#### What is expected
Repeat the letter from "July 3, 1912." up to and including "the Century Club.", switching each "Prof. Taylor" to "Professor Taylor".

:: Passage given

Paul Underwood Kellogg to Robert Weeks DeForest, July 3, 1912



July 3, 1912.

Mr. Robert W. DeForest,
30 Broad Street, City.

Dear Mr. DeForest:

Prof. Taylor and Miss Addams were at the Cleveland conference and my brother and I took the opportunity to go over with them in detail the plans for separate incorporation. Mr. Graham Romeyn Taylor was also present. Mr. Devine had notified Prof. Taylor of the action of the Central [Council], the names of the proposed board of trustees and other points which we went over together at the Century Club.

All were appreciative and hopeful for the new basis for the venture. The present one has worked smoothly and to good purpose -- largely, they believed, because of the personal relationships and confidence existing between Mr. Devine and you, and you and the Society. They all appreciated the serious responsibilities involved in the change; and even more seriously now that a change is actually to be made, they felt that it should be one which would have the very least of a make-shift element in it but would afford a true, natural and permanent base for The Survey and what it stands for.

You will perhaps remember that at various times in our conference, I consciously attempted to look at the proposed plans through the eyes of those who were not there; and to hold an especial brief for the rank and file of people whose personal interest and [cooperation] has meant so much to The Survey and from whom the active editors are constantly receiving and asking gifts of service, etc. In this Chicago meeting, my position was rather the [page 2] reverse; that of interpreting the spirit in which the proposed plans were drafted by those who have borne the heaviest responsibility for the venture, in a way which would show their strength and sanity over alternative proposals. I could tell Prof. Taylor and Miss Addams with utter sincerity of the open mindedness and personal forethought and willingness to do what seemed best with which each matter was approached in our conference, and each conclusion reached; and I assure you the same spirit was true of this informal breakfast conference in Chicago and the suggestions and criticisms there made. So much am I impressed with this common spirit that I believe that had Prof. Taylor and Miss Addams been at our Century Club conference, entire agreement as to the best course to pursue on each point would have been arrived at; and I believe further, from the attitude shown on both occasions that even at this stage certain adjustments can be made which would add to the unanimity and wholeheartedness with which the entire working combination throws itself into the new team play. With the major outlines of the plan, I think all are agreed. The response of the Western members of the editorial group was prompt and hearty. There remain certain points which were fairly raised and on which I found myself unable to carry conviction even in my own mind; so that it is with my personal endorsement and support that I transmit them to you, remembering the cordial spirit in which you were disposed to give due consideration and weight to each suggestion at our meeting.

The hope was expressed at Cleveland that perhaps a conference could be arranged at the end of June between Miss Addams and yourself; and perhaps all the Western members, as Mr. Rosenwald and Judge Mack, were coming on here [for] some meetings last week; a personal conference being less liable to misunderstanding than a letter. This proved impracticable and Miss Addams is, I [page 3] believe, writing you.

::::
:: Excerpted records

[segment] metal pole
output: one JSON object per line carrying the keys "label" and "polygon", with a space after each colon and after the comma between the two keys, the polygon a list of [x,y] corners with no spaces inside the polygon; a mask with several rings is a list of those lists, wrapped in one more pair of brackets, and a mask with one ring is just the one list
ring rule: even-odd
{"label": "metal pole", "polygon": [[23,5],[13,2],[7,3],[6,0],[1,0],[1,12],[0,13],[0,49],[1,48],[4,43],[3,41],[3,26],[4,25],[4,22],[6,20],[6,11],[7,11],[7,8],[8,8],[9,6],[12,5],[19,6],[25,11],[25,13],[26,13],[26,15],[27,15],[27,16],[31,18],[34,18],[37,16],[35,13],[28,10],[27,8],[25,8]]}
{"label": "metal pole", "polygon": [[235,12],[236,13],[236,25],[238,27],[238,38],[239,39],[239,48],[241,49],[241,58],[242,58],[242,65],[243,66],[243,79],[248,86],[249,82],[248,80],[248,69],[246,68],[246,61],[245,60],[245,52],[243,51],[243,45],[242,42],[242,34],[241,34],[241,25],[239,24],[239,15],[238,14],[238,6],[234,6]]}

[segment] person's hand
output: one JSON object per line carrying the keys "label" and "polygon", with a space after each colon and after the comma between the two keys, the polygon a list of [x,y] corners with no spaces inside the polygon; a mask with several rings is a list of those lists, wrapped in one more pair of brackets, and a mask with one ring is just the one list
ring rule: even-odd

::::

#### Answer to this task
July 3, 1912.

Mr. Robert W. DeForest,
30 Broad Street, City.

Dear Mr. DeForest:

Professor Taylor and Miss Addams were at the Cleveland conference and my brother and I took the opportunity to go over with them in detail the plans for separate incorporation. Mr. Graham Romeyn Taylor was also present. Mr. Devine had notified Professor Taylor of the action of the Central [Council], the names of the proposed board of trustees and other points which we went over together at the Century Club.